*Your goal:* Would you write the data out once more, exactly as it is?

*Study material:*
—————

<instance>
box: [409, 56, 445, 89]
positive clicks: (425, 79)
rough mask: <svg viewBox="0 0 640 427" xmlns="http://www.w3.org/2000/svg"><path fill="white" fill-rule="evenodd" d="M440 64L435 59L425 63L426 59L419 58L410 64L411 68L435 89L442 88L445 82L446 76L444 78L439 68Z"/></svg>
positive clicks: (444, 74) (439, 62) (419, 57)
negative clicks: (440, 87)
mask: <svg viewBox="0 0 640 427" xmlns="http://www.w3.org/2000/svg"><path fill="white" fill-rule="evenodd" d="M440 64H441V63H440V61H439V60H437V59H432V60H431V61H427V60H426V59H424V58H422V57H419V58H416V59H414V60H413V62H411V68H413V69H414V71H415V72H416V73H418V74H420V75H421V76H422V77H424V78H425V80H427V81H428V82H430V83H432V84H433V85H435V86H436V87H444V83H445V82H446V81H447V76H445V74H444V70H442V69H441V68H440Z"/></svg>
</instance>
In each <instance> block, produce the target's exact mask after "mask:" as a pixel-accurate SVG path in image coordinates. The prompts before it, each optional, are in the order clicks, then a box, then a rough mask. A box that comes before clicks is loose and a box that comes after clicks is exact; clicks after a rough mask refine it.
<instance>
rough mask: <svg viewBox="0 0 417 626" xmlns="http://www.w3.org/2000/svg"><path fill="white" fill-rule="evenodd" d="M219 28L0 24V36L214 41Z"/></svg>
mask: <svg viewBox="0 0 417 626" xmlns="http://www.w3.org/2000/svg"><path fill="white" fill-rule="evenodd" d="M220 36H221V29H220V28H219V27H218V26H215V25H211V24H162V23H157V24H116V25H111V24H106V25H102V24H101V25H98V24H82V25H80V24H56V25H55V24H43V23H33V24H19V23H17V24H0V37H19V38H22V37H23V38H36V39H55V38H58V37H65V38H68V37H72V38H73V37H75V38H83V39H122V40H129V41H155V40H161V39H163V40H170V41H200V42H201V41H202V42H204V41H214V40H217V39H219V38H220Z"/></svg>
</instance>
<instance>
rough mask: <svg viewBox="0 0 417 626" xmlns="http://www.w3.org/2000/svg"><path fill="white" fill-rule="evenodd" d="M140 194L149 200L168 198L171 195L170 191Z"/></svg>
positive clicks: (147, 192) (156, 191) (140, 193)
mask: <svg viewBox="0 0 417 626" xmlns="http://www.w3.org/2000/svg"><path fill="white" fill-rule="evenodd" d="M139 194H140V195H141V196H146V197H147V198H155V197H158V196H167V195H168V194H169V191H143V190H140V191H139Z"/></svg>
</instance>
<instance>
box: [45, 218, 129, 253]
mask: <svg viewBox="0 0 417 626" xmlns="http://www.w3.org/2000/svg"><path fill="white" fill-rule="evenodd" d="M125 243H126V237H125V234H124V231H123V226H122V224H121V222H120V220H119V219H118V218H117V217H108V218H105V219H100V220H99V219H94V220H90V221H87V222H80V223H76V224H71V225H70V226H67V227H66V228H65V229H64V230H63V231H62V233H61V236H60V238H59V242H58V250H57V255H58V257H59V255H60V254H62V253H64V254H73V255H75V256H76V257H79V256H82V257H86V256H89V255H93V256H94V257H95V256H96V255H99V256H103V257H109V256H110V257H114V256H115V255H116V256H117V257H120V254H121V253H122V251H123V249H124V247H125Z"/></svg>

—————

*Written reply:*
<instance>
box: [409, 56, 445, 89]
positive clicks: (425, 79)
rough mask: <svg viewBox="0 0 640 427" xmlns="http://www.w3.org/2000/svg"><path fill="white" fill-rule="evenodd" d="M440 64L435 59L425 63L426 59L419 58L410 64L411 68L435 89L442 88L445 82L446 76L444 78L439 68Z"/></svg>
positive clicks: (444, 74) (439, 62) (419, 57)
negative clicks: (440, 87)
mask: <svg viewBox="0 0 640 427" xmlns="http://www.w3.org/2000/svg"><path fill="white" fill-rule="evenodd" d="M440 64H441V63H440V61H439V60H437V59H432V60H431V61H427V60H426V59H424V58H422V57H419V58H416V59H414V60H413V62H411V68H413V69H414V71H415V72H416V73H418V74H420V75H421V76H422V77H424V78H425V80H427V81H428V82H430V83H432V84H433V85H435V86H436V87H444V83H445V82H446V81H447V76H445V74H444V70H442V69H441V68H440Z"/></svg>
</instance>
In each <instance> block, produce the target's exact mask after "mask:" as a pixel-accurate SVG path in image coordinates. The prompts before it, each optional, are in the order clicks, then a box, then a rough mask. A box that comes before clicks is loose and a box that comes after clicks is exact; clicks after a rough mask refine it.
<instance>
rough mask: <svg viewBox="0 0 417 626" xmlns="http://www.w3.org/2000/svg"><path fill="white" fill-rule="evenodd" d="M219 28L0 24V36L214 41Z"/></svg>
mask: <svg viewBox="0 0 417 626" xmlns="http://www.w3.org/2000/svg"><path fill="white" fill-rule="evenodd" d="M220 36H221V29H220V28H219V27H218V26H215V25H211V24H162V23H157V24H116V25H111V24H106V25H102V24H101V25H98V24H82V25H80V24H56V25H55V24H43V23H33V24H19V23H17V24H0V37H19V38H22V37H23V38H36V39H55V38H58V37H65V38H68V37H72V38H73V37H75V38H83V39H122V40H129V41H155V40H161V39H163V40H170V41H200V42H201V41H202V42H204V41H214V40H217V39H219V38H220Z"/></svg>
</instance>
<instance>
rough mask: <svg viewBox="0 0 417 626" xmlns="http://www.w3.org/2000/svg"><path fill="white" fill-rule="evenodd" d="M140 194L149 200L168 198L171 195L170 191Z"/></svg>
positive clicks: (147, 192) (156, 191) (140, 193)
mask: <svg viewBox="0 0 417 626" xmlns="http://www.w3.org/2000/svg"><path fill="white" fill-rule="evenodd" d="M139 194H140V195H141V196H146V197H147V198H155V197H158V196H167V195H168V194H169V191H143V190H140V191H139Z"/></svg>
</instance>
<instance>
box: [45, 218, 129, 253]
mask: <svg viewBox="0 0 417 626" xmlns="http://www.w3.org/2000/svg"><path fill="white" fill-rule="evenodd" d="M125 243H126V237H125V234H124V231H123V226H122V224H121V222H120V220H119V219H118V218H117V217H108V218H105V219H100V220H99V219H94V220H90V221H87V222H80V223H76V224H71V225H70V226H67V227H66V228H65V229H64V230H63V231H62V233H61V236H60V238H59V242H58V250H57V255H58V257H59V255H60V254H62V253H64V254H73V255H75V256H76V257H79V256H82V257H86V256H89V255H93V256H94V257H95V256H96V255H99V256H103V257H109V256H110V257H114V256H115V255H116V256H117V257H120V254H121V253H122V251H123V249H124V247H125Z"/></svg>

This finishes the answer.